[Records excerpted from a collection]
§ §

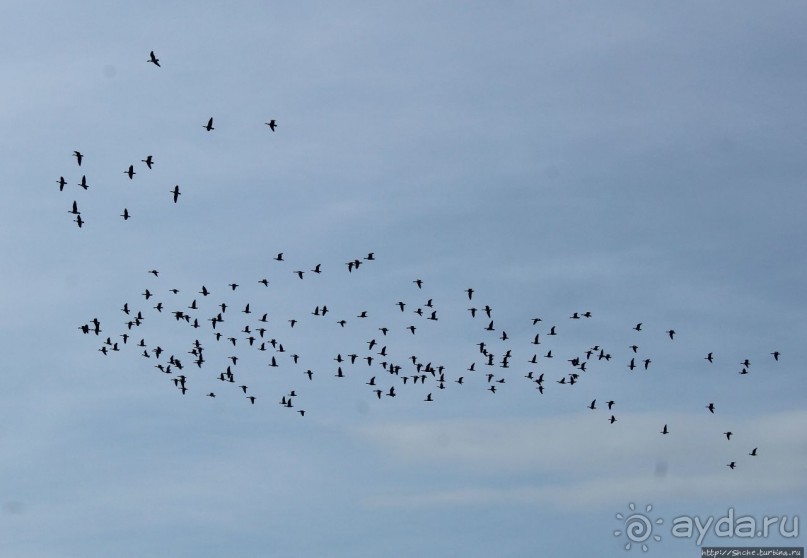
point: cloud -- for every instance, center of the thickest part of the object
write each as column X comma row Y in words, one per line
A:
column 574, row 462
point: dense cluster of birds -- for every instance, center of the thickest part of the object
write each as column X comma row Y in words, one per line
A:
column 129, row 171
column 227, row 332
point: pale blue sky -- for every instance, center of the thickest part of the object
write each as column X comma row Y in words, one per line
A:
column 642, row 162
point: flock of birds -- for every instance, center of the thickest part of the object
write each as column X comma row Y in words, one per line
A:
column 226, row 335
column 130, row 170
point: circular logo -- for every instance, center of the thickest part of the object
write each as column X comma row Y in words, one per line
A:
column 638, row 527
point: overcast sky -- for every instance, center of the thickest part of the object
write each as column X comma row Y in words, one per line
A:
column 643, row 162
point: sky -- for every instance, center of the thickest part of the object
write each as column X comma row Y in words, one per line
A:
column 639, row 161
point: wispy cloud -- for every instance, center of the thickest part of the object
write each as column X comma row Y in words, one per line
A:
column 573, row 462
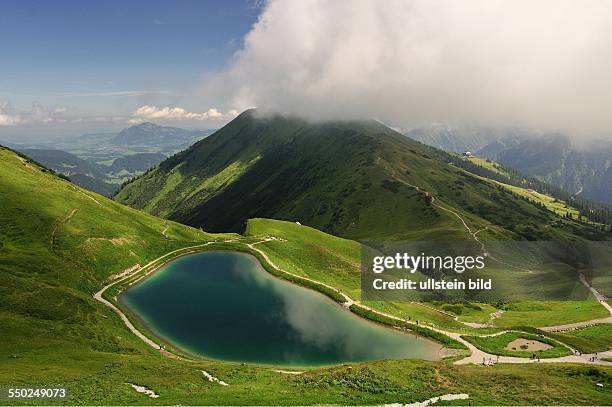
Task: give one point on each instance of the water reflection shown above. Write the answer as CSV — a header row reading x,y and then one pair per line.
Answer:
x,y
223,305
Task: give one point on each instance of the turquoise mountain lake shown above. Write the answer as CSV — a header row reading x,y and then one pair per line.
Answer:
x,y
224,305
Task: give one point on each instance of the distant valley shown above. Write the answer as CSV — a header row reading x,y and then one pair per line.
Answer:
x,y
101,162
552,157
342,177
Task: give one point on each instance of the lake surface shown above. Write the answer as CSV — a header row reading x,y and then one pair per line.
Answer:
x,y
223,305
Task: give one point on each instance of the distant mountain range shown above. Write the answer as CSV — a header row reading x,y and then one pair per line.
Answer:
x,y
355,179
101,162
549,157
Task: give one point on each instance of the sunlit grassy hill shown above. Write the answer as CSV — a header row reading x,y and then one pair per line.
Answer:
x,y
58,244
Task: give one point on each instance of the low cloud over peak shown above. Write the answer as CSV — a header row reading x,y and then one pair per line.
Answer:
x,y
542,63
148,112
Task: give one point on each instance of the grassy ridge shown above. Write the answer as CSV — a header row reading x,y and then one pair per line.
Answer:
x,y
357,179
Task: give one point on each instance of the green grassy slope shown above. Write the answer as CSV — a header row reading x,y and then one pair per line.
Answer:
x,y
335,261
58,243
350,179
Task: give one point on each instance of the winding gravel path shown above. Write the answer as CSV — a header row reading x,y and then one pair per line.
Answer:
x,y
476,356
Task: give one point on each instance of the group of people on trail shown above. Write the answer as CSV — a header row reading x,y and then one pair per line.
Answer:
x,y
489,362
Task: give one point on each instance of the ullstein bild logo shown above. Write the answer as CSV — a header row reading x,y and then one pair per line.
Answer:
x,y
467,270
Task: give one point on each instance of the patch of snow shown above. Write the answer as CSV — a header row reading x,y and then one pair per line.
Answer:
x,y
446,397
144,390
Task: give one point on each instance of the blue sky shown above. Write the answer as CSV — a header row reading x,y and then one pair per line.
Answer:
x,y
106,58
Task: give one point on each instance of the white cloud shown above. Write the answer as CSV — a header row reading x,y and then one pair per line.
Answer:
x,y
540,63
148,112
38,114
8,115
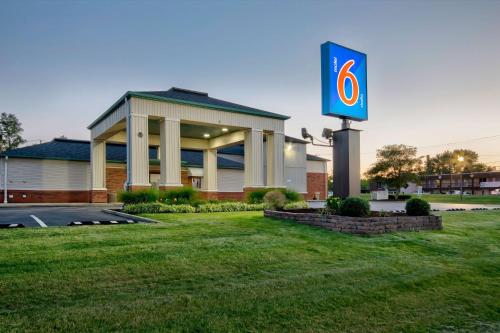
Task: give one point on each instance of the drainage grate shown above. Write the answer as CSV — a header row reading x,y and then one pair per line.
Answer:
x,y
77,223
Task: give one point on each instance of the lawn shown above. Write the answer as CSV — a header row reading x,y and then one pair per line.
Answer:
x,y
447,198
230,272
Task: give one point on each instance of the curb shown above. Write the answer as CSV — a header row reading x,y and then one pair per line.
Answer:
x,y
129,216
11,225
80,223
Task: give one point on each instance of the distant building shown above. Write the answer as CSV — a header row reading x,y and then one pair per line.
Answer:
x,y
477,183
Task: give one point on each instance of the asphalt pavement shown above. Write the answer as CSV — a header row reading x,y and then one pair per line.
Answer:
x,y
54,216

§ §

▶ **EXERCISE**: The answer must consist of every line from the data that contains the word "mountain".

▶ **WRITTEN SOLUTION**:
Task: give one point on each instance of the turquoise mountain lake shown above. Write the answer as CSV — a header row reading x,y and then one pair per line.
Task: give one point on each instance of the distant mountain range shown above. Write the answer as CSV — a header row reading x,y and then one pair per line.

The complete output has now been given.